(Directions):
- a) In the Rome travel guide, why do the writers recommend carrying a reusable water bottle? Answer in one to three sentences.
- b) Condense the paragraph of the Rome travel guide that begins "Pro Tip: You don't need a phone/data plan" into a short bulleted list that keeps its main facts.
# Start of Excerpted passage
Is it possible to fit all of Rome’s must-see sights into a one day itinerary? Nope! However, if one day in Rome is all you have, you’re still in for an amazing 24 hours! In this post, we pull ideas from our personal experience of seeing Rome in a day and compile it into a user-friendly self-walking guide!
Granted, you don’t have to walk roughly 17 miles like we did! Feel free to pick and choose which sights you’d like to fit in your one day and plan accordingly. We wrote this itinerary in an order where you could easily skip a sight but still stay on track.
We may have overdone the walking a bit. But being on a tight budget and wanting to see as much as we could, we packed light, wore great walking shoes and never stopped!
We’ve included a walking tour map at the bottom of this post that you can print or just reference digitally. We hope it helps you navigate Rome during your short visit!
For tips on what to eat, you can find all food-related info at the bottom of this itinerary. Hint: it’s delicious! But it’s Rome, so you probably guessed that already.
Stopping for one day in Rome on your way to other parts of Italy? Check out our two week Italy Itinerary where we cover different must-visit regions of Italy and what makes each so special. We’ve got a lot of tips to share too! Speaking of tips…
Tips for Visiting Rome:
Use Google Maps
We had a rough idea of the route we would take but frequently used Google Maps along the way. If we saw any cool sights on the map that were nearby we would take a slight detour.
Pro Tip: You don’t need a phone/data plan to use Google Maps. Download your map ahead of time on wifi and voila! You now have a map of the entire city downloaded to your device. Leave your wifi on so your GPS signal will still work! This is a great money saver for budget travelers! Take note, some features of Google Maps are not available offline, like walking directions or pictures of restaurants and sights.
Wear appropriate shoes
We’ve already mentioned this but it needs repeating: wear good walking shoes! Rome’s metro is a great resource for getting around town but you’ll see so much more of the city if you go by foot. Stumbling upon unexpected points of interest is a guarantee when walking in Rome!
Check on Your Destinations Before You Go
While we still enjoyed a view of St. Peter’s Basilica from a distance, we could’ve gotten up close and personal if we had checked beforehand. Had we done so, we would’ve known about the event in the afternoon, which closed it off to visitors. Oh well!
So for those sights in Rome you really want to see, do a quick search to see if there are any events or closures!
Bring a Reusable Water Bottle
Rome is full of clean, public water fountains. They’re hard to miss! You’ll save a lot of money and create less waste by bringing your own bottle. We use a 1 liter Nalgene and they’re perfect for those long days of exploration.
Getting Around if You’re Tired of Walking
Don’t underestimate Rome’s metro system! We enjoy walking above ground, even if it adds a little time and effort, so we’re able to see a lot of the city. However, if the weather is bad or if it’s just too far, don’t hesitate to use Rome’s metro! Tickets are inexpensive and if you plan on using the metro even a few times, make sure you look into the Day Pass (BIG), which will save you time and money!
# End of Excerpted passage
# Start of Provided records
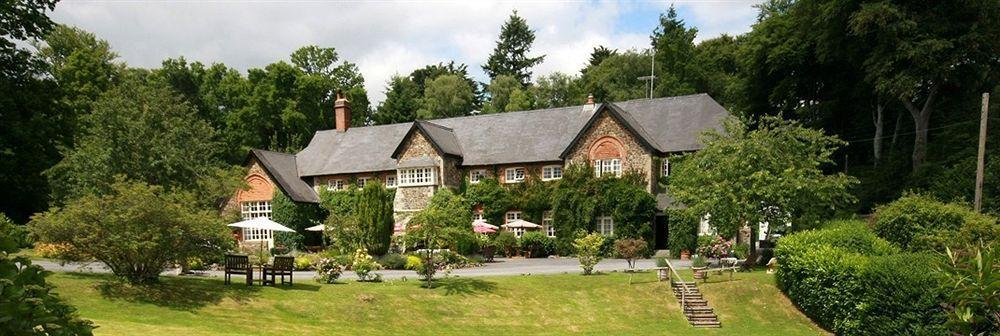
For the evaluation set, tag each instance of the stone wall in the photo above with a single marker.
(410, 199)
(606, 136)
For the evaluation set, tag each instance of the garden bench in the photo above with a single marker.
(238, 264)
(283, 265)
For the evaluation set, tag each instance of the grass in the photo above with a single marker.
(538, 304)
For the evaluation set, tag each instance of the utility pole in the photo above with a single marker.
(981, 166)
(652, 74)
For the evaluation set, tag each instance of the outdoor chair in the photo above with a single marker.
(283, 265)
(238, 264)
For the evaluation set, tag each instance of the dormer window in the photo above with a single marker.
(335, 185)
(477, 175)
(550, 173)
(412, 177)
(608, 167)
(514, 175)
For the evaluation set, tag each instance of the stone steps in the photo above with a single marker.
(696, 308)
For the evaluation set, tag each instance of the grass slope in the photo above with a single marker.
(540, 304)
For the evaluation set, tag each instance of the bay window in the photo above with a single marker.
(551, 173)
(514, 175)
(417, 176)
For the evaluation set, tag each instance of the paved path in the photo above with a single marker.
(502, 266)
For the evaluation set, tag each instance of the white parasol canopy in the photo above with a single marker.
(320, 227)
(520, 223)
(483, 223)
(261, 223)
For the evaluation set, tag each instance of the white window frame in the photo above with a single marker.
(477, 175)
(608, 166)
(511, 175)
(256, 209)
(606, 225)
(553, 172)
(335, 185)
(548, 225)
(511, 216)
(413, 177)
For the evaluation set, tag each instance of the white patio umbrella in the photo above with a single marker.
(261, 223)
(483, 223)
(520, 223)
(320, 227)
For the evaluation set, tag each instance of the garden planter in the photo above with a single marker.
(489, 253)
(700, 273)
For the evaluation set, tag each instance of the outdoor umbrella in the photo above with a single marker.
(262, 223)
(484, 224)
(520, 223)
(483, 229)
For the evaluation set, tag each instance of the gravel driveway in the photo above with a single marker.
(502, 266)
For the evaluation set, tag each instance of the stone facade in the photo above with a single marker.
(607, 138)
(260, 187)
(410, 199)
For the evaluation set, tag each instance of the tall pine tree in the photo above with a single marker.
(510, 56)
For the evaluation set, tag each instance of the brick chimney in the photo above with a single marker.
(589, 106)
(341, 113)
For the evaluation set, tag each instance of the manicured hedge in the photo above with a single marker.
(922, 223)
(853, 283)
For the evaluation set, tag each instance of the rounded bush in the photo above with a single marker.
(853, 283)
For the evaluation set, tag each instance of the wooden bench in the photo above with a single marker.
(283, 265)
(238, 264)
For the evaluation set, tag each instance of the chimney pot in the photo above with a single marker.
(342, 113)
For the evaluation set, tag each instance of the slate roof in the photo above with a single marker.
(670, 125)
(282, 169)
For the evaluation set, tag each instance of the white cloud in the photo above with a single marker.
(383, 38)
# End of Provided records
(The answers):
- a) Rome is full of clean public water fountains, so bringing your own bottle saves a lot of money and creates less waste. The writers use a 1-liter Nalgene, which they find perfect for long days of exploring.

- b)
- Google Maps works without a phone or data plan.
- Download the map while on wifi beforehand to get the whole city on your device.
- Leave wifi turned on so the GPS signal still works.
- This is a good way for budget travelers to save money.
- Some features, such as walking directions and pictures of restaurants and sights, are not available offline.